[What you will do]: Can you turn everything in the records below, from the line containing "Where can the pointed" down to the line containing "Target: ivory colored strip" (both included), into a JSON list of strings with one string per line and blank lines left out? Include only those lines.

[Material for this task]:
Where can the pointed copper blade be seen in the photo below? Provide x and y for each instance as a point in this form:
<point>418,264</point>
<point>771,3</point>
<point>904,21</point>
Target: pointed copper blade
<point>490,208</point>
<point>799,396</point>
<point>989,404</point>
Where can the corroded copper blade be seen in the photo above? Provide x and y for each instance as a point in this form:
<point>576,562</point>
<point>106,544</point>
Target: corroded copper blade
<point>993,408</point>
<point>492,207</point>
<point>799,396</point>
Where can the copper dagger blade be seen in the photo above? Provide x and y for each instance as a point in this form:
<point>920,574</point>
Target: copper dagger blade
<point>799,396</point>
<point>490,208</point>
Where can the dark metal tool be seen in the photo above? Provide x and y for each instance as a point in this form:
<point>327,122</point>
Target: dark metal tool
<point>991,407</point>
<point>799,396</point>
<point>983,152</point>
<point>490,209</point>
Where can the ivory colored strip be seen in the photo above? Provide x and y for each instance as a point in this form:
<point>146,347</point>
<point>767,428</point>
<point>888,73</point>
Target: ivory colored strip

* * *

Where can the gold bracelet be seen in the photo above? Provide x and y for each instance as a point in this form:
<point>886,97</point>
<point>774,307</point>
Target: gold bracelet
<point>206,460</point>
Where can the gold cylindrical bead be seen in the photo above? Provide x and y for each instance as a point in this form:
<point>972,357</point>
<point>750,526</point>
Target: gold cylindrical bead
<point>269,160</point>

...

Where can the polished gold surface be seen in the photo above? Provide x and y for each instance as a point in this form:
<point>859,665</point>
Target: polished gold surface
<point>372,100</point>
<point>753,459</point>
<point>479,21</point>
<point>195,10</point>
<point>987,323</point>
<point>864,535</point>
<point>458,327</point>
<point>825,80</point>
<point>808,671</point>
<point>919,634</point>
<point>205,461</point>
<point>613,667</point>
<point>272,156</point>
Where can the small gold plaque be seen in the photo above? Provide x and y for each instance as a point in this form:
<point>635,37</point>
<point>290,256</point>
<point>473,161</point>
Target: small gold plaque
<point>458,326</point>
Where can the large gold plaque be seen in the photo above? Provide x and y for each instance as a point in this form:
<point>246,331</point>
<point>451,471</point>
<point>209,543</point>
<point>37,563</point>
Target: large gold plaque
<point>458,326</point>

[Solution to this task]:
[
  "Where can the pointed copper blade be seen in the photo below? Provide x and y for each instance as a point in this form:",
  "<point>418,264</point>",
  "<point>771,3</point>",
  "<point>904,21</point>",
  "Target: pointed copper blade",
  "<point>490,208</point>",
  "<point>799,396</point>",
  "<point>989,404</point>",
  "Where can the corroded copper blade be seen in the photo above? Provide x and y for each instance as a point in this form:",
  "<point>576,562</point>",
  "<point>106,544</point>",
  "Target: corroded copper blade",
  "<point>993,408</point>",
  "<point>492,207</point>",
  "<point>799,396</point>",
  "Where can the copper dagger blade be seen in the photo above? Provide x and y for each instance as a point in this form:",
  "<point>920,574</point>",
  "Target: copper dagger blade",
  "<point>799,396</point>",
  "<point>490,208</point>",
  "Where can the dark metal tool be seen in the photo above? Provide x and y for each instance as a point in this form:",
  "<point>327,122</point>",
  "Target: dark metal tool",
  "<point>991,407</point>",
  "<point>799,396</point>",
  "<point>983,152</point>",
  "<point>490,209</point>",
  "Where can the ivory colored strip be seen in the photo above? Provide x and y for each instance as a point in this form:",
  "<point>146,347</point>",
  "<point>767,428</point>",
  "<point>888,73</point>",
  "Target: ivory colored strip"
]